_Assignment_
Produce as output only the lines below starting at the line with "Would you kindly put a point on the street" and continuing through the line with "point(266, 137)", each one exactly as written.

_Material supplied_
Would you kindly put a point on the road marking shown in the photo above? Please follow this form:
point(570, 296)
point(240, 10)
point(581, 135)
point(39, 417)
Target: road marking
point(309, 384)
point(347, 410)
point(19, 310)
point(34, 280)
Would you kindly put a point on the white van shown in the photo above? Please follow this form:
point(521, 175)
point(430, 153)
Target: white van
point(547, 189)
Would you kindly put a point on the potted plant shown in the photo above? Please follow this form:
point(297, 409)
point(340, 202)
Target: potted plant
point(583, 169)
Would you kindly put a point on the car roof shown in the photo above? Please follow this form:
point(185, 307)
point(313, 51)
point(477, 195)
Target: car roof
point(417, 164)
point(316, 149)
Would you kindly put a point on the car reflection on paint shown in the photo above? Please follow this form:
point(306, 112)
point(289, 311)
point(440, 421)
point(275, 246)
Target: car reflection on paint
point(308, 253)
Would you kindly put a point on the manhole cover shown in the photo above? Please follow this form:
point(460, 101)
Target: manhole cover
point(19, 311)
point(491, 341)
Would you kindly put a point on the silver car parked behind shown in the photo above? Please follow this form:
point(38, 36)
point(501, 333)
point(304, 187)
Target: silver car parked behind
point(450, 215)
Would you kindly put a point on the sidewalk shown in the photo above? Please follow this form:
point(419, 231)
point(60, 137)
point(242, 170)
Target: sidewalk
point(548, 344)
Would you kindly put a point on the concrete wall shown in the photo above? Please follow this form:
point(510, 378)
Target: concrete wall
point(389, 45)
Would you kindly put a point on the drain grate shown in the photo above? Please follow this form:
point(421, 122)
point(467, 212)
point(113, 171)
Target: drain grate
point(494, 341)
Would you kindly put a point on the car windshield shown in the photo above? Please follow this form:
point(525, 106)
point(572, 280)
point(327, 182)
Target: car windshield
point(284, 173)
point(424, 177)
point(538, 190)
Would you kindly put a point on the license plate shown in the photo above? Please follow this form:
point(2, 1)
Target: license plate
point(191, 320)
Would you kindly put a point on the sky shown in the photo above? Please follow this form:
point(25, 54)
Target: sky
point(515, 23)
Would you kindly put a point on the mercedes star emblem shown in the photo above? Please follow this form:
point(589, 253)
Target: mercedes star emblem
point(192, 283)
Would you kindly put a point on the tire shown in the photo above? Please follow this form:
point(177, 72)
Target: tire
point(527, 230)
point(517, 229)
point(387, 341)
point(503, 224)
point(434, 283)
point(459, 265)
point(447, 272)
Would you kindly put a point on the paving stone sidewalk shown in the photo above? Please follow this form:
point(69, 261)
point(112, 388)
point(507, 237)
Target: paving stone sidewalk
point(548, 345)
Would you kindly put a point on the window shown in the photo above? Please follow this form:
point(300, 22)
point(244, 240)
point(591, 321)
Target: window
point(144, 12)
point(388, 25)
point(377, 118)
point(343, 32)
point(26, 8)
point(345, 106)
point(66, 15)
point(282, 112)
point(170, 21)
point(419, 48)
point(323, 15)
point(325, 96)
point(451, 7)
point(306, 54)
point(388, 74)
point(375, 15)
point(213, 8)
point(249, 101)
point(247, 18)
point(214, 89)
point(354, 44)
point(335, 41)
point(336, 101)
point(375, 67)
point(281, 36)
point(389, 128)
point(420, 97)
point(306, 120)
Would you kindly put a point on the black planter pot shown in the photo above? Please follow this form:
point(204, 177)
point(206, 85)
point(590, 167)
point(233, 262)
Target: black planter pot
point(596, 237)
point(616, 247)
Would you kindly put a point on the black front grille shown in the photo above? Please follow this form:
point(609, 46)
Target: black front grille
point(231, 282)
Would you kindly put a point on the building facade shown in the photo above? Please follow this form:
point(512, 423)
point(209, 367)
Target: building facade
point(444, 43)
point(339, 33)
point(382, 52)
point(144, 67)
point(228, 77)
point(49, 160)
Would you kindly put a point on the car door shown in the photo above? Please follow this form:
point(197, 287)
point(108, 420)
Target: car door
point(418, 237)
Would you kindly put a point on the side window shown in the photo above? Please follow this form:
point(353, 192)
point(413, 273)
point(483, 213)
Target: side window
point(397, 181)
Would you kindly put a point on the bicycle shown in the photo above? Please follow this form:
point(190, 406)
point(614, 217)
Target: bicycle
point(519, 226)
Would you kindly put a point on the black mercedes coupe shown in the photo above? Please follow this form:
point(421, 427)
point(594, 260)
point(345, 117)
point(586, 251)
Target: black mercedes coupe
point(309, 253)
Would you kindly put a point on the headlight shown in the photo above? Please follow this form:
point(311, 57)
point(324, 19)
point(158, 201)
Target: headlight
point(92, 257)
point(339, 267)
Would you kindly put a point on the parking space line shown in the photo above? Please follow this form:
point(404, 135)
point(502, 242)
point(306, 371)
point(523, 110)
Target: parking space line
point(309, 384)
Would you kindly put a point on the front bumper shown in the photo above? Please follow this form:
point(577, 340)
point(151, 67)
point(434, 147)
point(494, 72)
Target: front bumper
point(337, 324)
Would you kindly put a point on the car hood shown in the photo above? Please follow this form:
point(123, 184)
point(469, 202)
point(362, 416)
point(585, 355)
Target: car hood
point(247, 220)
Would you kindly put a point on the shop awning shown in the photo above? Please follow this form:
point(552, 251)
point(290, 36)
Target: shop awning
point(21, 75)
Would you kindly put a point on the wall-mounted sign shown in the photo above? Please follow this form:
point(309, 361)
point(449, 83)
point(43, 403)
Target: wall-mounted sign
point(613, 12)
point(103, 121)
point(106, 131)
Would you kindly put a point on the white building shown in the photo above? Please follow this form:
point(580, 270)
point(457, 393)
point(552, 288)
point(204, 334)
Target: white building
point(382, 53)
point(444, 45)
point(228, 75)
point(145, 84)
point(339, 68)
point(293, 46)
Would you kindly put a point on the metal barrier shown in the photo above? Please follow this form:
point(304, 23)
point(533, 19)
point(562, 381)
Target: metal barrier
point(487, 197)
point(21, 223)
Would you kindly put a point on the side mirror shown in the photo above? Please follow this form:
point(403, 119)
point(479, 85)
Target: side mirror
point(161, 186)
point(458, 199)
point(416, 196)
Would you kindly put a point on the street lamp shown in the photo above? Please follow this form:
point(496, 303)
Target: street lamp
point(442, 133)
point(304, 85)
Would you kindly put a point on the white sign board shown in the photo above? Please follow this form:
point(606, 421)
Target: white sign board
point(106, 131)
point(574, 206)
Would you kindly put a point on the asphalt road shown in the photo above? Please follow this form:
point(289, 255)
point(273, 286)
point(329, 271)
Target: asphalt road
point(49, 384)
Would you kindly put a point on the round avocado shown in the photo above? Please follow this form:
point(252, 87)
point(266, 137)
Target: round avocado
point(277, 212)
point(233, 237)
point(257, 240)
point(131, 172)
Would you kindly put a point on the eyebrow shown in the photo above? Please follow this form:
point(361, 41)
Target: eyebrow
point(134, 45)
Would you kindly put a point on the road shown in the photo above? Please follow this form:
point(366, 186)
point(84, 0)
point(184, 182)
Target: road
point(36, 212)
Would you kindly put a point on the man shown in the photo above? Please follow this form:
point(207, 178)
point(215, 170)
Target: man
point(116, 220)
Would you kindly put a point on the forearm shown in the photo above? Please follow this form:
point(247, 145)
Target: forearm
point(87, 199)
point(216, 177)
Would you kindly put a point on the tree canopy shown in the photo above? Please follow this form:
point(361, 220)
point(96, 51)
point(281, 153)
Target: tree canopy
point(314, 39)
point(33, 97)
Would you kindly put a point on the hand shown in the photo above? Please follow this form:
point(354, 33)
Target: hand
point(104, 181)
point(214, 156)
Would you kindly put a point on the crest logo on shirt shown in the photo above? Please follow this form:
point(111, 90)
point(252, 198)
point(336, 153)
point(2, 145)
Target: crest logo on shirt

_Answer to the exercise_
Would you kindly put a point on the street lamp shown in the photo above? Please follow this form:
point(496, 303)
Target: street lamp
point(442, 133)
point(304, 85)
Would you kindly put a point on the white sign board shown in the photo above? Please follow this form:
point(606, 421)
Target: white sign board
point(106, 131)
point(574, 206)
Would you kindly put a point on the asphalt road shown in the photo above? Please follow this form:
point(289, 255)
point(273, 286)
point(329, 271)
Target: asphalt road
point(49, 384)
Would you kindly put a point on the round avocado shown in the photo above? Please follow this form:
point(252, 87)
point(266, 137)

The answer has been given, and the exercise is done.